» **Activity**
The answer should match the records character for character.

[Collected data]
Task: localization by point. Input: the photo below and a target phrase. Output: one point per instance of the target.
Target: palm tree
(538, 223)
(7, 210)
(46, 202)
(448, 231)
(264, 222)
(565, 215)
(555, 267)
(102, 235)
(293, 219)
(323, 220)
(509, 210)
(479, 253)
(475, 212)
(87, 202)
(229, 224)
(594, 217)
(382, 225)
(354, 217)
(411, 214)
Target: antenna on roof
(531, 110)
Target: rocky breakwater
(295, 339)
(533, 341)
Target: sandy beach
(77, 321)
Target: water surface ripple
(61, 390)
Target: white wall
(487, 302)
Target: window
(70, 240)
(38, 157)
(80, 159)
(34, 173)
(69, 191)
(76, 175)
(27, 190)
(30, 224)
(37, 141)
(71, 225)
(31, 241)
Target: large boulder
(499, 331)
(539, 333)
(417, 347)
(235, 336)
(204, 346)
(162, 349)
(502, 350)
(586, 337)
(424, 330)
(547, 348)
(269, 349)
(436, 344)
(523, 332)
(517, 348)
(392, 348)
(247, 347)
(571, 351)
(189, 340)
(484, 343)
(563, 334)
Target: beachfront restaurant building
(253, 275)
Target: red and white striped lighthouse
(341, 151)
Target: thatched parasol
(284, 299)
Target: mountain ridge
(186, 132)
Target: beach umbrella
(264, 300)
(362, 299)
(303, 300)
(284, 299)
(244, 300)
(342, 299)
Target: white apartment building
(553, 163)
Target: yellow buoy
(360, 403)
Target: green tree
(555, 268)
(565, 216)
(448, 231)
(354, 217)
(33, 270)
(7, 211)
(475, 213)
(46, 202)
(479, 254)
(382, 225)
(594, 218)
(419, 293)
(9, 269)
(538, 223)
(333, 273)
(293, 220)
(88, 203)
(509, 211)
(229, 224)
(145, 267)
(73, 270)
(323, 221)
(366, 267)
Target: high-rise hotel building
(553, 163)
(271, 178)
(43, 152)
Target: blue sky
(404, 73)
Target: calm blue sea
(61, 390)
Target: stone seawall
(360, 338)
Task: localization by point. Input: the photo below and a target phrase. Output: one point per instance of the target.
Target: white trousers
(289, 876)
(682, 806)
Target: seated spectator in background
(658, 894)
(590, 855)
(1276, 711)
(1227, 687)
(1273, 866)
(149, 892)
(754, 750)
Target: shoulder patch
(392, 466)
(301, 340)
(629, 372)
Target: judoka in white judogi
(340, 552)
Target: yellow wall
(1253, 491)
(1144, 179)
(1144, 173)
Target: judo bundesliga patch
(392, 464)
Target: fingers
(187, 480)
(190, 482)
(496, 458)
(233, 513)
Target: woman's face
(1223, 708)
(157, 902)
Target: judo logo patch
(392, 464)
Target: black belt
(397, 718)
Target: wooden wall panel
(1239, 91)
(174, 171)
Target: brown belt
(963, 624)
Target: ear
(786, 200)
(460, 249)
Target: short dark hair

» **Solution for this exercise**
Task: localization by point. Input: the photo below and a target phrase. Output: one point per instance of the target.
Target: palm tree
(538, 223)
(7, 210)
(46, 202)
(448, 231)
(264, 222)
(565, 215)
(555, 267)
(102, 235)
(293, 219)
(323, 220)
(509, 210)
(479, 253)
(475, 212)
(87, 202)
(229, 224)
(594, 217)
(382, 225)
(354, 217)
(411, 214)
Target: antenna on roof
(531, 110)
Target: rocky breakwater
(295, 339)
(533, 341)
Target: sandy beach
(77, 321)
Target: water surface ripple
(61, 390)
Target: white wall
(487, 302)
Target: window
(70, 240)
(38, 157)
(80, 159)
(34, 173)
(69, 191)
(76, 175)
(27, 190)
(30, 224)
(37, 141)
(71, 225)
(31, 241)
Target: large boulder
(499, 331)
(539, 333)
(417, 347)
(235, 336)
(204, 346)
(162, 349)
(502, 350)
(586, 337)
(424, 330)
(547, 348)
(269, 349)
(436, 344)
(523, 332)
(517, 348)
(392, 348)
(247, 347)
(571, 351)
(189, 340)
(484, 343)
(563, 334)
Target: beachfront restaurant building
(253, 275)
Target: red and white striped lighthouse
(341, 151)
Target: thatched parasol
(284, 299)
Target: mountain ridge
(186, 132)
Target: beach umbrella
(264, 300)
(362, 299)
(303, 300)
(284, 299)
(244, 300)
(342, 299)
Target: white apartment building
(553, 163)
Target: yellow buoy
(360, 403)
Target: green tree
(555, 268)
(565, 216)
(448, 231)
(354, 217)
(33, 270)
(7, 211)
(475, 213)
(46, 202)
(479, 254)
(382, 225)
(594, 218)
(419, 293)
(9, 269)
(538, 223)
(333, 273)
(293, 220)
(88, 203)
(509, 211)
(229, 224)
(145, 267)
(73, 270)
(323, 221)
(366, 267)
Target: high-rise hotel building
(553, 163)
(271, 178)
(43, 152)
Target: blue sky
(404, 73)
Target: calm blue sea
(61, 390)
Target: stone seawall
(360, 338)
Task: localization by point. Input: the photo below and a target phrase. Output: one point per instance of the target.
Target: white trousers
(289, 876)
(682, 806)
Target: seated spectator in background
(658, 894)
(590, 855)
(1276, 711)
(1227, 687)
(1273, 866)
(149, 892)
(754, 750)
Target: shoulder patch
(392, 466)
(301, 340)
(629, 372)
Target: judoka in white judogi
(340, 552)
Target: yellow wall
(1253, 491)
(1144, 179)
(1144, 173)
Target: judo bundesliga patch
(392, 464)
Target: fingers
(187, 480)
(190, 482)
(496, 458)
(233, 513)
Target: woman's face
(1223, 708)
(157, 902)
Target: judo logo patch
(392, 464)
Target: black belt
(397, 718)
Target: wooden wall panel
(1239, 91)
(174, 171)
Target: brown belt
(963, 624)
Target: ear
(786, 200)
(460, 249)
Target: short dark hair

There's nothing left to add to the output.